TASK INSTRUCTIONS » Rewrite the stretch of lines from the one containing "Point out woman's long" through the end of the records, both ends included and requests kept as they are. Multiply every box coordinate in the answers by 2.1 and round each result to a whole number, rounding halves up, and give only these lines.
RECORDS PROVIDED start
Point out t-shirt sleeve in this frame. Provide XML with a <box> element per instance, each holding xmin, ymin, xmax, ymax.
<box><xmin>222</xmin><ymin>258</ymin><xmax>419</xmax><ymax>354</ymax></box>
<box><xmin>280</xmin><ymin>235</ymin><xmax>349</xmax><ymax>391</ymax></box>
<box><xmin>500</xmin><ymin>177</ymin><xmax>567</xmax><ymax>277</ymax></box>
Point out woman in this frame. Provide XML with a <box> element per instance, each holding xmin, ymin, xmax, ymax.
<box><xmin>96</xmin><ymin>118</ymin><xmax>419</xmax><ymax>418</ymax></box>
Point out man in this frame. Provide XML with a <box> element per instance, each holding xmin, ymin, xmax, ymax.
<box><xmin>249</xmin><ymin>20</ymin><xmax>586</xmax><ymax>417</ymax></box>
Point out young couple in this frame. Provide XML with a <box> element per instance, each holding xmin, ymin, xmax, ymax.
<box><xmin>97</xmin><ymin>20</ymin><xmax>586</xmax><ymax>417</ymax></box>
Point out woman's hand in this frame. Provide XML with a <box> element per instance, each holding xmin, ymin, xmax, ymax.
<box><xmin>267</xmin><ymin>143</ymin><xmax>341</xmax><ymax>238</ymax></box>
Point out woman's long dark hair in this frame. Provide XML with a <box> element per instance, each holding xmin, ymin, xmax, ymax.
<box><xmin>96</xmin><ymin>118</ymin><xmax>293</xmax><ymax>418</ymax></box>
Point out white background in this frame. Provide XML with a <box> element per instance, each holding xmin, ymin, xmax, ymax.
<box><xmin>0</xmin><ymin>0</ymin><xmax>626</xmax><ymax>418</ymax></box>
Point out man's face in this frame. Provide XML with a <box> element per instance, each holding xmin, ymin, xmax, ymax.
RECORDS PROVIDED end
RESULT OF THIS TASK »
Point out woman's long dark hair in this frame. Provide XML with a <box> element per instance, each holding xmin, ymin, xmax, ymax.
<box><xmin>202</xmin><ymin>248</ymin><xmax>615</xmax><ymax>878</ymax></box>
Point out white background in this frame. Provide XML with a <box> element per instance, each holding xmin, ymin, xmax, ymax.
<box><xmin>0</xmin><ymin>0</ymin><xmax>1315</xmax><ymax>878</ymax></box>
Point out man's face in this frame. Provide XML with a <box> element per instance, each holding xmin, ymin, xmax, ymax.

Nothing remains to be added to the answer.